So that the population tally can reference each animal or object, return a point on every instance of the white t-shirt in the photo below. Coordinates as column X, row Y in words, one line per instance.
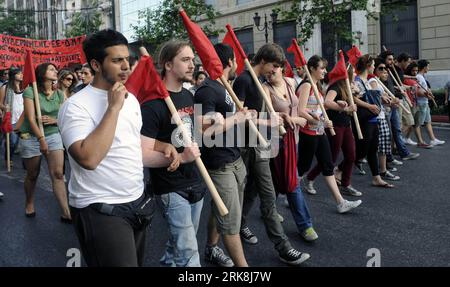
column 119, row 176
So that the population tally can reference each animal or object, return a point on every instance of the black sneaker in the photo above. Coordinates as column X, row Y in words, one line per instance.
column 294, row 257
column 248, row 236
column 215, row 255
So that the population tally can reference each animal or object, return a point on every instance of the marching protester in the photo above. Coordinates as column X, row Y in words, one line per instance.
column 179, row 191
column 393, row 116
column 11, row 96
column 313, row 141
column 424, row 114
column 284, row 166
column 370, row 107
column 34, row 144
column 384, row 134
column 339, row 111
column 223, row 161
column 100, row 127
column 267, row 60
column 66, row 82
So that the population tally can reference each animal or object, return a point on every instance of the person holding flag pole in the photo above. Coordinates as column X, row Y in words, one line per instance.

◆ ◆ ◆ ◆ ◆

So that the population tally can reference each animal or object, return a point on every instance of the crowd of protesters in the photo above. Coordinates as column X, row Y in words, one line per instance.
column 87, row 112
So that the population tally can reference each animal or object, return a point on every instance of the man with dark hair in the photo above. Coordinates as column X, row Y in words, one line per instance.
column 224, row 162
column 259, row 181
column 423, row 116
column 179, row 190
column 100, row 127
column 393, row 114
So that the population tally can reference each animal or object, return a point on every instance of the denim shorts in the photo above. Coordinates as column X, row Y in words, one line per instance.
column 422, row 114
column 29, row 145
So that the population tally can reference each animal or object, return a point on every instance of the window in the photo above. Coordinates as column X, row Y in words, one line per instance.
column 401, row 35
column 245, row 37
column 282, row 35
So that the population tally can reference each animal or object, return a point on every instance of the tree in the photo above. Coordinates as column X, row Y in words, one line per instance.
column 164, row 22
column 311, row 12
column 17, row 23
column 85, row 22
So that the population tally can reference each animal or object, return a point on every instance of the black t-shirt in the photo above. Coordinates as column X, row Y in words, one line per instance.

◆ ◆ ◆ ◆ ◆

Problem: Rewrite the stretch of lines from the one containing "the black sneaker" through the one containing "column 66, row 82", replacing "population tally" with "census record" and leaving all other wording unchanged.

Solution to the exercise:
So that the census record can reference each animal or object, return a point on every instance of the black sneaker in the photo above. Coordinates as column X, row Y in words, one line per instance.
column 294, row 257
column 248, row 236
column 215, row 255
So that the census record can reference each animal or object, return a point on every instance of the marching protester in the photo above. Coordinates as column X, row Y in words, one line per instance.
column 179, row 191
column 393, row 116
column 11, row 96
column 313, row 141
column 424, row 114
column 284, row 166
column 370, row 107
column 34, row 144
column 384, row 134
column 339, row 111
column 223, row 161
column 100, row 127
column 267, row 60
column 66, row 82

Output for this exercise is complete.